### Listed entries

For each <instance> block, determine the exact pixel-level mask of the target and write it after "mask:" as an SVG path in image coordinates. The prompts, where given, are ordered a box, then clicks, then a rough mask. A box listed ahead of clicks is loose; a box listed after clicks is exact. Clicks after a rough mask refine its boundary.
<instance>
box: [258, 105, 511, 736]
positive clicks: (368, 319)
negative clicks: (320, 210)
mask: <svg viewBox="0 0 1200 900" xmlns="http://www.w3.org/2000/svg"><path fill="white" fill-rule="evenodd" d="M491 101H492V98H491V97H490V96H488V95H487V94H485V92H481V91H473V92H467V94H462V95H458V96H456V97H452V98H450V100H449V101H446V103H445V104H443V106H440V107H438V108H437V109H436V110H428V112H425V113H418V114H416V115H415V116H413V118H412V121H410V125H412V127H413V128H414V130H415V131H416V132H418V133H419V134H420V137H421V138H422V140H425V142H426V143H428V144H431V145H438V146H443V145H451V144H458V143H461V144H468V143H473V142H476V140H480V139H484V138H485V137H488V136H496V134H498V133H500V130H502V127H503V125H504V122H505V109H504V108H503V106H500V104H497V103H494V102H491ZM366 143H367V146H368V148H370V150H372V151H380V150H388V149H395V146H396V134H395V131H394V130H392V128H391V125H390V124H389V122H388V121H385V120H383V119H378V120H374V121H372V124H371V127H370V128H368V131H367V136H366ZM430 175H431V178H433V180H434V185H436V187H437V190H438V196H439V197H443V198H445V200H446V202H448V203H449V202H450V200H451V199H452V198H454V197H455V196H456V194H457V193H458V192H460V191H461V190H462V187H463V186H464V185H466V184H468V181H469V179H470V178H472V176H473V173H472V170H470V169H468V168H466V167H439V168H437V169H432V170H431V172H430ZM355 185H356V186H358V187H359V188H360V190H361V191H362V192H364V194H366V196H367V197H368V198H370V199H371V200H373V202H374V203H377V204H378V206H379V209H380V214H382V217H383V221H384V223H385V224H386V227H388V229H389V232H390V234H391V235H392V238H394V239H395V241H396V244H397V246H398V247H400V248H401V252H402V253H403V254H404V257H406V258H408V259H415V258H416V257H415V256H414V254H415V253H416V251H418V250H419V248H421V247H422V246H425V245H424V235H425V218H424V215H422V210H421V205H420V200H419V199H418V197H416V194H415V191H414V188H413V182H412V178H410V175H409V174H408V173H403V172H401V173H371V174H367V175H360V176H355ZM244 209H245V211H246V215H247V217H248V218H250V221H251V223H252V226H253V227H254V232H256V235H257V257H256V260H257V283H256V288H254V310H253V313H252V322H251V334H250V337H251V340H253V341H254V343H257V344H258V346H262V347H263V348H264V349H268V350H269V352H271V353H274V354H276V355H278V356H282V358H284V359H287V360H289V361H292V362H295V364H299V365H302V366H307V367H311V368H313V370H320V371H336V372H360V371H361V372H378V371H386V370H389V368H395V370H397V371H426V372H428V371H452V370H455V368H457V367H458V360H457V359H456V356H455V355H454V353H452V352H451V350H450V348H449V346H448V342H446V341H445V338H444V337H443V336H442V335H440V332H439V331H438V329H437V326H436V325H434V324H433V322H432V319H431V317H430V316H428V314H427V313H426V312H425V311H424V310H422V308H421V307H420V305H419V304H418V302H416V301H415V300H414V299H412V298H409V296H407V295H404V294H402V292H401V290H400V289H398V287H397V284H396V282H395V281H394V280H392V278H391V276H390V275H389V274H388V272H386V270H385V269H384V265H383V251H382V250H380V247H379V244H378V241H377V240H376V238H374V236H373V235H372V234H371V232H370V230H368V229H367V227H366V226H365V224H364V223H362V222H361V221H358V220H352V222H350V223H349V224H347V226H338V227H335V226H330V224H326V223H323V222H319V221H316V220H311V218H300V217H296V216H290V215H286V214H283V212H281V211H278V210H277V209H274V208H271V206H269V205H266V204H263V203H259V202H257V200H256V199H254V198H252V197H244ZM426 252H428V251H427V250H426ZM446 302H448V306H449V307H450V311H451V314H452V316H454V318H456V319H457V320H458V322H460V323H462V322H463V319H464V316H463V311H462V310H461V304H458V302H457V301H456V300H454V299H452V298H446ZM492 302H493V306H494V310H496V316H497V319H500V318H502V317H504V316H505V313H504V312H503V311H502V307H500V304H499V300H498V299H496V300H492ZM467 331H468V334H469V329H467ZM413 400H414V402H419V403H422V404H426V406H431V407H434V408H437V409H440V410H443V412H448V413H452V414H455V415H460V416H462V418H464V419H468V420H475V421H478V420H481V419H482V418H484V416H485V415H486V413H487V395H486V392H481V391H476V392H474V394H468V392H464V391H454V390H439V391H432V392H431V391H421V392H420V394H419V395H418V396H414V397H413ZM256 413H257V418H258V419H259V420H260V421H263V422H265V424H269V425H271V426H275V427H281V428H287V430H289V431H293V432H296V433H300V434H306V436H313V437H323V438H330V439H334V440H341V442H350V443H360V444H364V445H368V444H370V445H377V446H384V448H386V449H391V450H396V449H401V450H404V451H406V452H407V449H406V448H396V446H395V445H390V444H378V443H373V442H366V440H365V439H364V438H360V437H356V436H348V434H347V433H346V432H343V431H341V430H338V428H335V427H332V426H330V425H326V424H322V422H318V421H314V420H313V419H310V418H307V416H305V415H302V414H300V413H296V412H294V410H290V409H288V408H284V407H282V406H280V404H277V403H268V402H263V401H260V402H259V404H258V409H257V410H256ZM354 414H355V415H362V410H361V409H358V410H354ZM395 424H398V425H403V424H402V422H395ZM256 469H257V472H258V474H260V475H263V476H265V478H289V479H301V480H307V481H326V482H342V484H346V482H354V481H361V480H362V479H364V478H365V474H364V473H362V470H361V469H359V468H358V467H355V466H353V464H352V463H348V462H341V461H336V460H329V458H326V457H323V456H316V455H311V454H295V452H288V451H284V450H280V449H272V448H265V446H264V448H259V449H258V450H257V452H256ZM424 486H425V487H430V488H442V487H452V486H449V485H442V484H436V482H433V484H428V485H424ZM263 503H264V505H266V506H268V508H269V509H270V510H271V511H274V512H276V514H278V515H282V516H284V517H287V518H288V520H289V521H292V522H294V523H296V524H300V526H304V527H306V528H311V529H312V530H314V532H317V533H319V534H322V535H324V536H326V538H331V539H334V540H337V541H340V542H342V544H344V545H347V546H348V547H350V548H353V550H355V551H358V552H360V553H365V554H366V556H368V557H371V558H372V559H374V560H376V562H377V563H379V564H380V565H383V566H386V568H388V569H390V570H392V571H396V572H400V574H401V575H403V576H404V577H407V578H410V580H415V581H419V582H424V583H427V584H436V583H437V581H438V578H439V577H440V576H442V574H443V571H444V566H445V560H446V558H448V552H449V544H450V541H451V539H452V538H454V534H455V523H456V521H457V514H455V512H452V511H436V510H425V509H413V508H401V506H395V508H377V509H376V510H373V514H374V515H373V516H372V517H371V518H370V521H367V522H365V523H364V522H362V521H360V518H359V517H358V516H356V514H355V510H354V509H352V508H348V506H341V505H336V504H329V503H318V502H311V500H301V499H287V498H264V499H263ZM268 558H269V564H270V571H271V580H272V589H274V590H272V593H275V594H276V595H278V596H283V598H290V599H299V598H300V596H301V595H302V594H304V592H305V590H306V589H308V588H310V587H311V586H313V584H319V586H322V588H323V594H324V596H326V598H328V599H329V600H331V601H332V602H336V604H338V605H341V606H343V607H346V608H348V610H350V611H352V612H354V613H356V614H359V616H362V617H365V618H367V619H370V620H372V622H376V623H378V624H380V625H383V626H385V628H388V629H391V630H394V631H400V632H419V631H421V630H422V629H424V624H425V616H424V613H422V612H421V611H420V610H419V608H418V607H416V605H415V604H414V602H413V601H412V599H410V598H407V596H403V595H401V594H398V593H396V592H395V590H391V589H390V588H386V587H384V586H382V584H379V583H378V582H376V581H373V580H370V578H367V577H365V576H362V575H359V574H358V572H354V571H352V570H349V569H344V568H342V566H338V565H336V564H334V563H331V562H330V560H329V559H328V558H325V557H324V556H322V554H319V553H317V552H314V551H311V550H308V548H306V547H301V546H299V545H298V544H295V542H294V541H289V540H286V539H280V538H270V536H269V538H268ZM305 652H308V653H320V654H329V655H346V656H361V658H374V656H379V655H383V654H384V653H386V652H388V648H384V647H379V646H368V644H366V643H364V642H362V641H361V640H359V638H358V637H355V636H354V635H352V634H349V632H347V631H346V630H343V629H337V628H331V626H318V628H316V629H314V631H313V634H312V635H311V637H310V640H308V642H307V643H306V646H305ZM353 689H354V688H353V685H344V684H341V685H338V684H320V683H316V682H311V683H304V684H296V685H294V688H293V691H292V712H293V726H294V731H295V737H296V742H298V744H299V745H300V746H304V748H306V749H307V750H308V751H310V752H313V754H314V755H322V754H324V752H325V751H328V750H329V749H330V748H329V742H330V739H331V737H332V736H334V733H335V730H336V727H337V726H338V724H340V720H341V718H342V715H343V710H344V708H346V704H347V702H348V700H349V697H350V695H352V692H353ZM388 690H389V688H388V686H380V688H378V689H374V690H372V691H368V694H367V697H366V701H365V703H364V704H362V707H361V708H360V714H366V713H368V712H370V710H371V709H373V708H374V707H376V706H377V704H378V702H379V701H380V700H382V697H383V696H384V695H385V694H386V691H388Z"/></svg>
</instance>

### Exercise
Find and copy each line of the material that holds the word "clicks".

### Solution to the problem
For each <instance> block, determine the exact pixel-level mask of the target and write it after "mask:" as an SVG path in image coordinates. The prompts, where given, are ordered a box, then clicks, then a rough mask. A box listed ahead of clicks is loose; a box listed after clicks is exact. Clicks after a rough mask refine its boundary.
positive clicks: (368, 319)
negative clicks: (320, 210)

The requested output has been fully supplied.